◆ OBJECTIVE
Transcribe everything in the data word for word. Pictures are left out.

◆ PROVIDED INFORMATION
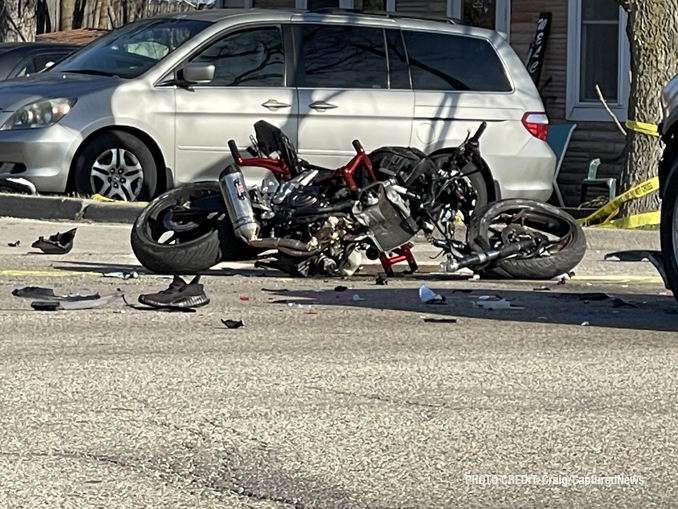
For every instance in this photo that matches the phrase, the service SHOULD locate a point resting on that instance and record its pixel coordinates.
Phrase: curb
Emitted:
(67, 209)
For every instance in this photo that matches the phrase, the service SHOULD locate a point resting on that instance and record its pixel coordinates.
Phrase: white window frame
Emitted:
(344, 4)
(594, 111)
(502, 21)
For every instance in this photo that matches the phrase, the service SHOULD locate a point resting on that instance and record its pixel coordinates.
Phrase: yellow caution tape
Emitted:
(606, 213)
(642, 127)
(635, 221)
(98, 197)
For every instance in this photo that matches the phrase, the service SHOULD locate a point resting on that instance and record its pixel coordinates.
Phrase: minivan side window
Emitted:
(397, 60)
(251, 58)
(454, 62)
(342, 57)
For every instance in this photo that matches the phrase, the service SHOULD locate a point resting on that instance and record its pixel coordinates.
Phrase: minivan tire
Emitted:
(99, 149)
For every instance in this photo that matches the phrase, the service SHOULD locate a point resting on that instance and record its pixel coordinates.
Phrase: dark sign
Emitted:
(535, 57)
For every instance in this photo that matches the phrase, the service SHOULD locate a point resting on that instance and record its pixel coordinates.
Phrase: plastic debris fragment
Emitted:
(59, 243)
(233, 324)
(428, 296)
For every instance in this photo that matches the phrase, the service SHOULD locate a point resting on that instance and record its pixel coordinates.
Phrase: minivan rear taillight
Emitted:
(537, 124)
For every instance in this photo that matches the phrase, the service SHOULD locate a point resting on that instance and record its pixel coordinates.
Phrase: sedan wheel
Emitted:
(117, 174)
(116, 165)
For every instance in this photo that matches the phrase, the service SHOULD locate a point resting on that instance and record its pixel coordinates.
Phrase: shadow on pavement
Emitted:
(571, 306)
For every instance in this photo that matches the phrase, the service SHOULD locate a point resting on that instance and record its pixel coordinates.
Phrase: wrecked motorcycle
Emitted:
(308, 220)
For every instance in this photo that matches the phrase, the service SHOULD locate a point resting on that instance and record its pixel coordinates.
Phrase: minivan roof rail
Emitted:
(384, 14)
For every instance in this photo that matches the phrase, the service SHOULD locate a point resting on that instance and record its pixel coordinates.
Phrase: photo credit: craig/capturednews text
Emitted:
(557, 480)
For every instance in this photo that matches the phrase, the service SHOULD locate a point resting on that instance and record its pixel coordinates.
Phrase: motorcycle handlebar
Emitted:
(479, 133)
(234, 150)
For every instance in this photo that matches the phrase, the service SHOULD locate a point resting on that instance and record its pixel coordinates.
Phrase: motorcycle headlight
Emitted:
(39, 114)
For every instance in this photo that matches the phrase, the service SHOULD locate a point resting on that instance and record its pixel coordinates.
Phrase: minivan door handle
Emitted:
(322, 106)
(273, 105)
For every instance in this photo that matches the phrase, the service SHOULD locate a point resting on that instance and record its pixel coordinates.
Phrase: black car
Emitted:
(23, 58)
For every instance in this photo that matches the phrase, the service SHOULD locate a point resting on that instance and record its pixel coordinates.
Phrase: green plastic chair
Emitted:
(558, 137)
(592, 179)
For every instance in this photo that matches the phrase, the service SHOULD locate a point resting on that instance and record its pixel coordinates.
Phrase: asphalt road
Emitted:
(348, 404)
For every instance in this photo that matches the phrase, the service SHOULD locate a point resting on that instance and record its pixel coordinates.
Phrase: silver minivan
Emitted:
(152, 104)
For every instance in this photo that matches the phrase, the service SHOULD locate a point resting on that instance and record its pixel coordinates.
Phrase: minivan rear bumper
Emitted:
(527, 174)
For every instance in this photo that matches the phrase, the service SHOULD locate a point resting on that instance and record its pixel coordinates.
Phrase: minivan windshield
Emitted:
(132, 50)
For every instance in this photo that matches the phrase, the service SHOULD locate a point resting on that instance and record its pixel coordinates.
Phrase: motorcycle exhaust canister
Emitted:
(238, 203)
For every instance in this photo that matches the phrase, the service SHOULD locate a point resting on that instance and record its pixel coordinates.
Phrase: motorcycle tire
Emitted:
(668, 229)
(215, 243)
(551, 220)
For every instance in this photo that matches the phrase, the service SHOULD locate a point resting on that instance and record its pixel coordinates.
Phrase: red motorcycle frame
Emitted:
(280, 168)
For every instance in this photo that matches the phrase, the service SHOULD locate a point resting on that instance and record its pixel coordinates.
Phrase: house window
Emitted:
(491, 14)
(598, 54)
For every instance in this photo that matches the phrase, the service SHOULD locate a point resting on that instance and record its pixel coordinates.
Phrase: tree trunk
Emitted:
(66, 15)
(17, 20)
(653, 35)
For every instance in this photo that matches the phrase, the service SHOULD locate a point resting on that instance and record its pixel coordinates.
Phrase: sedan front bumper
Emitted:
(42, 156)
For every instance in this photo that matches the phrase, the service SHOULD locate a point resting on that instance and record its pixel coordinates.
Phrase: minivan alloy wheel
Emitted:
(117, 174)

◆ EXERCISE ANSWER
For every instance in this photo that matches the phrase, the service SHOULD locate a point resting on that instance and record its pixel coordinates.
Phrase: curb
Emitted:
(67, 209)
For every instance in this photo that matches the phrase, the service SHOULD locate a point resting on that instance and record its pixel coordinates.
Phrase: white window frame
Emitted:
(344, 4)
(594, 111)
(502, 21)
For every instance in this photo that matches the phrase, the service SHOULD locate a point resting on that instance and record its pixel coordinates.
Phrase: yellow caution tape
Emitted:
(606, 213)
(642, 127)
(635, 221)
(98, 197)
For every instance in this photo that matches the phrase, the service SHOULD locate a point resting on that instance and record its pixel coordinates.
Phrase: minivan side window
Emitted:
(397, 60)
(251, 58)
(454, 62)
(342, 57)
For every instance in this photo that matches the phrase, the service SHOULD locate a point resting on that instance and record its pixel coordinates.
Phrase: minivan tire
Emitted:
(99, 149)
For every instance in this photo that matches the phrase, the service SHOULD locate a point resting on that instance and record its pixel coordinates.
Phrase: dark sign
Emitted:
(535, 57)
For every instance in this photo that matches the phrase, the service SHOULD locate a point resting on that instance and record its pixel coordinates.
Phrase: plastic debris fragment
Emitted:
(59, 243)
(233, 324)
(428, 296)
For every instance in this photo that matches the phrase, the service SHOULD locate a point resting on that instance and record its pixel coordinates.
Phrase: minivan rear taillight
Emitted:
(537, 124)
For every instance in this photo that matches the phrase, the service SHOULD locate a point resting on that instance and record its pixel coordinates.
Phrase: sedan wheel
Emitted:
(117, 174)
(116, 165)
For every instance in this photo that matches the phrase, the service SHOULD locate a point resting on that instance and record its pixel coordinates.
Phrase: shadow on pavement
Emitted:
(571, 306)
For every instance in this photo that matches the phrase, the service SHOULD locate a point resting on that instance and record its pixel coordinates.
Phrase: wrecked motorcycle
Emitted:
(308, 220)
For every instance in this photo that matches the phrase, the service SHOULD locate a point resting on that instance and record its pixel coordinates.
Phrase: minivan roof rail
Emitted:
(384, 14)
For every instance in this photo that matches the phrase, the service SHOULD locate a point resting on that instance and record its pixel coordinates.
Phrase: photo credit: craig/capturednews text
Emitted:
(557, 480)
For every instance in this photo that matches the phrase, the service SHOULD locate a point resting on that instance and record its pixel coordinates.
Phrase: motorcycle handlebar
Emitted:
(479, 133)
(234, 150)
For every instance in this photo that matches the phrase, the service SHOULD locate a point resting on that instance and record its pixel coordinates.
Phrase: motorcycle headlight
Emitted:
(39, 114)
For every instance in this photo that matches the phrase, the service SHOULD locate a point resting on that instance and record its pixel coordinates.
Phrase: minivan door handle
Emitted:
(322, 106)
(273, 105)
For every instance in this photo that matches the phrase, the service SHOULD locate a point resting on that instance and record its pixel coordinates.
Phrase: black car
Emitted:
(23, 58)
For every instance in this photo that matches the phrase, the service SHOULD locate a point resting on that instance and record its pixel coordinates.
Phrase: green plastic chair
Emitted:
(558, 137)
(592, 179)
For every instance in this photo that matches the phrase, the service SHOULD locate a point resting on that instance and record its pixel coordinates.
Phrase: asphalt road
Emitted:
(348, 404)
For every instance in this photo that matches the phrase, the service SHOULD locate a point resting on that instance and record its pixel coordinates.
Phrase: silver minivan
Emitted:
(152, 104)
For every instance in this photo that matches the phrase, the service SHOULD locate a point resting on that instance and record its pixel coordinates.
Phrase: minivan rear bumper
Emitted:
(527, 174)
For every instance in this photo that matches the phrase, the service SHOULD locate a point resting on that instance and record its pixel coordinates.
Phrase: minivan windshield
Emitted:
(132, 50)
For every instance in this photo that matches the phrase, the service SHOULD locate a point resting on that instance and record its pixel coordinates.
Phrase: motorcycle exhaust canister
Emitted:
(238, 203)
For every instance in this photo that matches the phrase, the service SHOULD locate a point resting on that instance and record its pixel coordinates.
Phrase: motorcycle tire
Emitted:
(668, 229)
(215, 243)
(551, 220)
For every instance in this photo that matches the phrase, the service SHOULD locate a point resting on that instance and record its pixel coordinates.
Phrase: red motorcycle frame
Emitted:
(280, 168)
For every instance in this photo that matches the phrase, the service SHOULD locate a point resting on that instance and record its pixel coordinates.
Phrase: house window
Emitted:
(491, 14)
(598, 54)
For every instance in this photo that matches the phrase, the service SHOULD locate a point resting on that instance and record its pixel coordinates.
Phrase: tree trunk
Emitted:
(66, 15)
(17, 20)
(653, 35)
For every instance in this photo that matches the phrase, the service SHOULD locate a point resting on that instance and record its pixel coordinates.
Phrase: sedan front bumper
Emitted:
(42, 156)
For every instance in this photo that matches the phrase, the service SHOULD locate a point resting on that instance and record its pixel coordinates.
Phrase: minivan alloy wheel
Emitted:
(117, 174)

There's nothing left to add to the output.